Alexander Vannesse was the driver of a vehicle involved in a collision. Ventura Police Officer Baumann, a certified drug recognition expert, responded to the scene. After his preliminary investigation, he arrested Vannesse for “driving under the influence.”
Concluding Vannesse was under the influence of drugs (not alcohol), Officer Baumann advised Vannesse that he was required to submit to a blood test, and failure to do so would result in suspension of his driving privilege for one year. Baumann did not advise Vannesse that under California law he had a choice between a blood or breath test, nor did he advise him that he could refuse to provide any sample.
With those facts, you would think Vannesse could successfully challenge the blood test evidence that convicted him of driving under the influence. You would think.
BLOOD TEST OR BREATH TEST?
Vehicle Code Section 23612(a)(2)(b) provides in part, “If the person is lawfully arrested for driving under the influence of any drug or the combined influence of an alcoholic beverage and any drug, the person has the choice of whether the test shall be of his or her blood or breath, and the officer shall advise the person that he or she has that choice.”

Extracted data entries
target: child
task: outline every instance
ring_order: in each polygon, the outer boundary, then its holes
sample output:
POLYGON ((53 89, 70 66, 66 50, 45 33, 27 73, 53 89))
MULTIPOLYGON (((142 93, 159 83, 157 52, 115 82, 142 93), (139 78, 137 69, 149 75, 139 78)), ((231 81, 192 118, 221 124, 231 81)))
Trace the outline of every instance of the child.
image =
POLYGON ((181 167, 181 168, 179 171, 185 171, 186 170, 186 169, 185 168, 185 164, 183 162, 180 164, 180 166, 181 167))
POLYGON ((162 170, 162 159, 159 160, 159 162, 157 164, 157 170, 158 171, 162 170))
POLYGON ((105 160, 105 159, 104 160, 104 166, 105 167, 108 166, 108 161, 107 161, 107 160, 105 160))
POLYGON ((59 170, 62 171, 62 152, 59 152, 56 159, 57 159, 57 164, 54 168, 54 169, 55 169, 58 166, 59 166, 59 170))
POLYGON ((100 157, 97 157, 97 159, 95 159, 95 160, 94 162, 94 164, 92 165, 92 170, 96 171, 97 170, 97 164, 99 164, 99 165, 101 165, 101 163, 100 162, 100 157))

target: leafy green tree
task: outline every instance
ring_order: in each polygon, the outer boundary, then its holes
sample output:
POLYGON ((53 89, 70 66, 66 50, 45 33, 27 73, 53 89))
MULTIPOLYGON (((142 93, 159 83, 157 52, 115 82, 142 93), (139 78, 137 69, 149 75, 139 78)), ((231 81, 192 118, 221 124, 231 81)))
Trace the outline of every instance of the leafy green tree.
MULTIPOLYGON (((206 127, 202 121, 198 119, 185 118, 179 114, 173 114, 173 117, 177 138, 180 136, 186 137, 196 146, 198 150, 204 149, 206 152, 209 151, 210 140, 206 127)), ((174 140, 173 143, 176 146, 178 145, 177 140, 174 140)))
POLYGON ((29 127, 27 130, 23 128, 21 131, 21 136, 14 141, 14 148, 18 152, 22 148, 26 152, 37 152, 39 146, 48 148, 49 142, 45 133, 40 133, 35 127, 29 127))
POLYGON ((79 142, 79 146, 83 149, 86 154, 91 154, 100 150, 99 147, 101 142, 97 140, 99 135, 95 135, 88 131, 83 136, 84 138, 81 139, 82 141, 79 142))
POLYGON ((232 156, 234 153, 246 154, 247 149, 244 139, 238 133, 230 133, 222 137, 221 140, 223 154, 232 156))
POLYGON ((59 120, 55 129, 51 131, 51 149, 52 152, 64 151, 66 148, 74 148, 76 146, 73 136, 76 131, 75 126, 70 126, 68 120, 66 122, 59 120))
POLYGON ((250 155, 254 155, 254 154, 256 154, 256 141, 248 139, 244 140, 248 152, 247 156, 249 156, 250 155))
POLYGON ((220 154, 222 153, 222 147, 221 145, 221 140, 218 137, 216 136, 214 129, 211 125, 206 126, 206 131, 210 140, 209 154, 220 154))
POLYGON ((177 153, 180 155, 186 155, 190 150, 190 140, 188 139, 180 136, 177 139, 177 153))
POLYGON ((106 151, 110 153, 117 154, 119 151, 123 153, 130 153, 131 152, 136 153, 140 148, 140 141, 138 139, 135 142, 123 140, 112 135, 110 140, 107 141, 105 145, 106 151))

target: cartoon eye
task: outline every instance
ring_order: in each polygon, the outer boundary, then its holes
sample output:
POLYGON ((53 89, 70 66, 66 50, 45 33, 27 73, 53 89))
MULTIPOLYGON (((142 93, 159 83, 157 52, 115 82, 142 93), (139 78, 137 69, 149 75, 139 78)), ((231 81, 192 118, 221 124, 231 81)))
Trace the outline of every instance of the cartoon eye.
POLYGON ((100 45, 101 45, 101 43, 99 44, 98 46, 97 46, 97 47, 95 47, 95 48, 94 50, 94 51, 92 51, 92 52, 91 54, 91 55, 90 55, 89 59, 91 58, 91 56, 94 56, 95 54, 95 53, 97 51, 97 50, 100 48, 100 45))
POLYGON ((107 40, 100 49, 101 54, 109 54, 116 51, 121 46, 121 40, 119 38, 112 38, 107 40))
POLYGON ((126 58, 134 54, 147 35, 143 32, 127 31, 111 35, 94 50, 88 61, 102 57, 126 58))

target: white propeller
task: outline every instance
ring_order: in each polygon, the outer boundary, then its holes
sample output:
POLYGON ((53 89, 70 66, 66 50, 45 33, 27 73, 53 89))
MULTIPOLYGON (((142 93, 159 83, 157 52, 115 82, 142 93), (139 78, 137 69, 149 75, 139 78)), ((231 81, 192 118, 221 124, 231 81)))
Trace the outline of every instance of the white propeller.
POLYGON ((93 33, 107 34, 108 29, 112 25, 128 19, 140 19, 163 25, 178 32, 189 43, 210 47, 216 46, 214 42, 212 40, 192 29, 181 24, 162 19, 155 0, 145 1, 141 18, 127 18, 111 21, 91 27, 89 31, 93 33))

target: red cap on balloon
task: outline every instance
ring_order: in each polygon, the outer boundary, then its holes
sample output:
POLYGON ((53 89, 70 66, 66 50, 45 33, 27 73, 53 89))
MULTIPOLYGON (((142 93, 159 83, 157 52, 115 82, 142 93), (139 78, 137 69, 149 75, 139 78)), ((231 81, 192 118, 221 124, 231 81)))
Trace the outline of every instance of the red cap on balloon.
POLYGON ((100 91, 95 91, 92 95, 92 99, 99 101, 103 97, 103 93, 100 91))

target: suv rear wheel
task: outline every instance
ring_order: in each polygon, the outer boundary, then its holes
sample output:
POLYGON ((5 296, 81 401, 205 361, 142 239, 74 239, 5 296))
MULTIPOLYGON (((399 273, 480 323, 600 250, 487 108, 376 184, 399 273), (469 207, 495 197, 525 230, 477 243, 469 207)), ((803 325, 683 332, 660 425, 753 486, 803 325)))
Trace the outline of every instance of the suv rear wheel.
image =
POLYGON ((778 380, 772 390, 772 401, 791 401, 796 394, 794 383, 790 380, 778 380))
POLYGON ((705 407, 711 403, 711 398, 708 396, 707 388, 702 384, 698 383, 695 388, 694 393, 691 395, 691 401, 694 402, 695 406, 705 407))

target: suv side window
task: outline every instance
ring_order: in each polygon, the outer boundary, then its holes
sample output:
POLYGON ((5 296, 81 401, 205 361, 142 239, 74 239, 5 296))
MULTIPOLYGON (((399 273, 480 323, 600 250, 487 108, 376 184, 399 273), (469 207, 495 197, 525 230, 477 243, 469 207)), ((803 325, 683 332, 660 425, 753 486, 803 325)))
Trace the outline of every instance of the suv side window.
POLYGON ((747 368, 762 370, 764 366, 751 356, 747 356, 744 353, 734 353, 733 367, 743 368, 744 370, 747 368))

GIVEN REQUEST:
In the text about Vannesse's DUI arrest, what did Officer Baumann say would happen if Vannesse failed to submit to a blood test?

ANSWER FOR THIS EXERCISE:
His driving privilege would be suspended for one year.